§ DATASET

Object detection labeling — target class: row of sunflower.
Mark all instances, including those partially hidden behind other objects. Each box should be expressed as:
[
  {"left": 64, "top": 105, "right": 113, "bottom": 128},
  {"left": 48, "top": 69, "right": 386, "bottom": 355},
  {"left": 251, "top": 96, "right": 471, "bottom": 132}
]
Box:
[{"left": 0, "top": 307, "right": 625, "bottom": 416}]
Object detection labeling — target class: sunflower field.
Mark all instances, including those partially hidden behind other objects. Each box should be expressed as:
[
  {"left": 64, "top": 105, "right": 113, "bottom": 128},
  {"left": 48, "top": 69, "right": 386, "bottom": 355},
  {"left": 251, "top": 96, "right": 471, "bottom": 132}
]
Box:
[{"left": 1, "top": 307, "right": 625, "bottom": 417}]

==

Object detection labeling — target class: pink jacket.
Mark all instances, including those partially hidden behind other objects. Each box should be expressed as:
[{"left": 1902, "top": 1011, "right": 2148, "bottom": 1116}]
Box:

---

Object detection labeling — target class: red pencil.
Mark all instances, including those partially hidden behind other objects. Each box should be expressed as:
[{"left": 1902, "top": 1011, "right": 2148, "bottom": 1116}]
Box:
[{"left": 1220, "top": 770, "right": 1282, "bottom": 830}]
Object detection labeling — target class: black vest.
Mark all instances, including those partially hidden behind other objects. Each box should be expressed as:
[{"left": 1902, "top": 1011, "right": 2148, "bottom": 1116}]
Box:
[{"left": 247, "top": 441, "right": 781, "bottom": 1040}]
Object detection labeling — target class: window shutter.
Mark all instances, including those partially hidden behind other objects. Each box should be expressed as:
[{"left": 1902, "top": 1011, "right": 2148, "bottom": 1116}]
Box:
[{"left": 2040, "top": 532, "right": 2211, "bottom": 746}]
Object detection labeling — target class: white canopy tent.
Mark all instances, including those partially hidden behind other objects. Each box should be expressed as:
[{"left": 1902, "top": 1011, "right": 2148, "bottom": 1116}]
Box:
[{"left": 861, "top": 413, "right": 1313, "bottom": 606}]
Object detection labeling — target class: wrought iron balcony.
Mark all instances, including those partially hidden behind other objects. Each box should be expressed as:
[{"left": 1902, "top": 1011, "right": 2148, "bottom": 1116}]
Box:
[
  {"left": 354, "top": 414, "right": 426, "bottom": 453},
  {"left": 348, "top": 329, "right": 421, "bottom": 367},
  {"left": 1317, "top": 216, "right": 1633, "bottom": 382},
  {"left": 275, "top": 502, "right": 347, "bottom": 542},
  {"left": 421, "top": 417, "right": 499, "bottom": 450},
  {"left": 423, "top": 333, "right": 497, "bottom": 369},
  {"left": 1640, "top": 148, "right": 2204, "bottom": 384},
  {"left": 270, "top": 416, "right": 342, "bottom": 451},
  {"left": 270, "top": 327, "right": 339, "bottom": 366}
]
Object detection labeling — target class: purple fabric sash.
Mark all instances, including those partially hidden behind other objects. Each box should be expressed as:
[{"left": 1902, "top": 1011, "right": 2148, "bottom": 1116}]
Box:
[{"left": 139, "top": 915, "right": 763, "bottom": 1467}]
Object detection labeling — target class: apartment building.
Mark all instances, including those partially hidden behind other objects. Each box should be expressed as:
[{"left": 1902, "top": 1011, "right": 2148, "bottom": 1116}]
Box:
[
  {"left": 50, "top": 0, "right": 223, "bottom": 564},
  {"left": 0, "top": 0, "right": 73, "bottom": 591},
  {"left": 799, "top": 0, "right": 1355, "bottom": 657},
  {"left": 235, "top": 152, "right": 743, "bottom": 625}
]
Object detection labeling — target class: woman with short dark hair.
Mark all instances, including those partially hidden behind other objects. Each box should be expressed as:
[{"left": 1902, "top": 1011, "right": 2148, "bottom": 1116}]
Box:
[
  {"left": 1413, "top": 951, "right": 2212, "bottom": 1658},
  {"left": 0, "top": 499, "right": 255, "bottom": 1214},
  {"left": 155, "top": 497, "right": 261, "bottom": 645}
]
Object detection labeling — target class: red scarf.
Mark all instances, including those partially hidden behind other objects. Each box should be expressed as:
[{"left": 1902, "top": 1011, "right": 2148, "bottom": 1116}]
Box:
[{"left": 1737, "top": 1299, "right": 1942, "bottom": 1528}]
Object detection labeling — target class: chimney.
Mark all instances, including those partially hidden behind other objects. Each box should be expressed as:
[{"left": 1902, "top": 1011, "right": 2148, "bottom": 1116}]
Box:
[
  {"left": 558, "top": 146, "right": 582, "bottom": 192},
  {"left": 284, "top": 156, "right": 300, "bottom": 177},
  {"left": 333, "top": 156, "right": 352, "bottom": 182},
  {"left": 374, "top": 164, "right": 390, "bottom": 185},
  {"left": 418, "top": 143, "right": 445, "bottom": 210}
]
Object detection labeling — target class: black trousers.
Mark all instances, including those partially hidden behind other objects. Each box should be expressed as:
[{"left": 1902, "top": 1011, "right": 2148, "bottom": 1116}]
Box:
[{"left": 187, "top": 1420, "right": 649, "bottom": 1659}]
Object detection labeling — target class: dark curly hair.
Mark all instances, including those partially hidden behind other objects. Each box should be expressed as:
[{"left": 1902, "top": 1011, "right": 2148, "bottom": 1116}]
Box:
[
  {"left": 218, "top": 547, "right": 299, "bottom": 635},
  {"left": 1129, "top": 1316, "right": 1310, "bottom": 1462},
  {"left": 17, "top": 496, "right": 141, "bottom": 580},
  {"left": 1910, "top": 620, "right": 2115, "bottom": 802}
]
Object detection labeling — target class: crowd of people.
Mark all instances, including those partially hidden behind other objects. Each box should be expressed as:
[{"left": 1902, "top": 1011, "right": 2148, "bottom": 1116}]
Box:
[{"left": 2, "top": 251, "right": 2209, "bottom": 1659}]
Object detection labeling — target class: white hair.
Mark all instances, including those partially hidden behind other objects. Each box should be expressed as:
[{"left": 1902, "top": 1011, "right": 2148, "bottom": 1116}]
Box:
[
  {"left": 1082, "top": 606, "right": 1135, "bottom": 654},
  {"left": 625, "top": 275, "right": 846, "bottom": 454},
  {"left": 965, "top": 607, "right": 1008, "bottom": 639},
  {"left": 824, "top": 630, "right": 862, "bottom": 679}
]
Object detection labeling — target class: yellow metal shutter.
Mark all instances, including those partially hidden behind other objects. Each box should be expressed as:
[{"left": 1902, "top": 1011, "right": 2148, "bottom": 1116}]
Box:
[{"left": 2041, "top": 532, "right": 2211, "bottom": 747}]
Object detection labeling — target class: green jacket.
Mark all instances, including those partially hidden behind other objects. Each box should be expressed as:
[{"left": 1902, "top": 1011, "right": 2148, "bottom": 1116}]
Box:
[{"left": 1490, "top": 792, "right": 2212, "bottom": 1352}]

§ WHAT THE EXERCISE ASKS
Please show the lines in the entries above that hold the string "jacket".

§ ANSWER BELOW
Object detection labeling — target class: pink jacket.
Object detection labeling — target class: green jacket.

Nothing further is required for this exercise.